Excerpts of labeled region data
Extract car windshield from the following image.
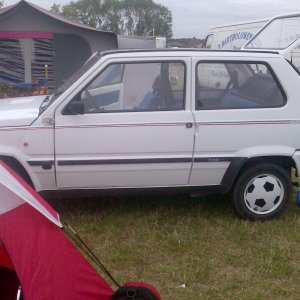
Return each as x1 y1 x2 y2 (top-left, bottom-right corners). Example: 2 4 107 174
40 52 101 114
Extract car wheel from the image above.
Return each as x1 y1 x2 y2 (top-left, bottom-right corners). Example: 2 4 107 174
233 164 291 220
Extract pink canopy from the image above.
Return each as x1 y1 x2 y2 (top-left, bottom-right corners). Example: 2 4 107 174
0 162 113 300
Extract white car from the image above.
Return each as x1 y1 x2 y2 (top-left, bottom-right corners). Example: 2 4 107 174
0 13 300 220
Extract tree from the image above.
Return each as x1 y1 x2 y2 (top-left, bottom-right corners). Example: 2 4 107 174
50 0 172 37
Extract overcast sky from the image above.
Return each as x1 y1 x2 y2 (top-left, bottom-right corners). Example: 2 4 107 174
4 0 300 38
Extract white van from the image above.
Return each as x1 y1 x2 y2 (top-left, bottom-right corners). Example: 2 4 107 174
203 19 269 50
203 13 300 70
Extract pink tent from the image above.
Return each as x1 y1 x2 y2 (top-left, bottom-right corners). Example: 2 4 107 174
0 162 113 300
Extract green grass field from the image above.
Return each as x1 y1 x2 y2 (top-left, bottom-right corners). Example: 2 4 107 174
51 195 300 300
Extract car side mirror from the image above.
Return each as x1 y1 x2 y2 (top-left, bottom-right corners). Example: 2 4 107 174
67 101 84 115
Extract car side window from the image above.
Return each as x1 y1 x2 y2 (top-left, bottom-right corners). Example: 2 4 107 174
196 62 286 110
80 62 185 113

> **PROMPT**: Express every line of the records above as a JSON list of strings, one string per line, omitting blank lines and leaving the pictures out.

> **ANSWER TO THE TASK**:
[
  "Extract car windshield from the following image.",
  "Return each as x1 y1 x2 y2 (top-left, bottom-right corners). Example: 2 4 107 174",
  "40 52 101 114",
  "Extract car wheel from the image above.",
  "Return each as x1 y1 x2 y2 (top-left, bottom-right corners). Example: 2 4 107 174",
  "233 164 291 220",
  "Extract pink canopy from the image above.",
  "Return each as x1 y1 x2 y2 (top-left, bottom-right corners). Example: 2 4 107 174",
  "0 162 113 300",
  "Extract white car from the image above.",
  "Return each as x1 y1 x2 y2 (top-left, bottom-right corners). Example: 2 4 107 174",
  "0 13 300 220",
  "Extract tree from the image above.",
  "Return each as x1 y1 x2 y2 (top-left, bottom-right corners). Example: 2 4 107 174",
  "50 0 172 37",
  "Extract overcast sky from the image above.",
  "Return each as x1 y1 x2 y2 (top-left, bottom-right corners). Example: 2 4 107 174",
  "4 0 300 38",
  "Extract white van from the image above.",
  "Return each as x1 y1 x2 y2 (top-left, bottom-right corners). Example: 2 4 107 174",
  "203 19 269 50",
  "203 13 300 70",
  "Extract pink tent from the image above.",
  "Return each as x1 y1 x2 y2 (top-left, bottom-right corners). Example: 2 4 107 174",
  "0 162 113 300",
  "Extract green grass field from the image above.",
  "Return each as x1 y1 x2 y2 (top-left, bottom-right corners). Example: 2 4 107 174",
  "51 195 300 300",
  "Extract car side mirror from the image above.",
  "Return each as x1 y1 x2 y2 (top-left, bottom-right corners). Example: 2 4 107 174",
  "67 101 84 115",
  "Extract car side window from the image above.",
  "Return each as x1 y1 x2 y2 (top-left, bottom-right corners). Example: 2 4 107 174",
  "196 62 286 110",
  "80 62 185 113"
]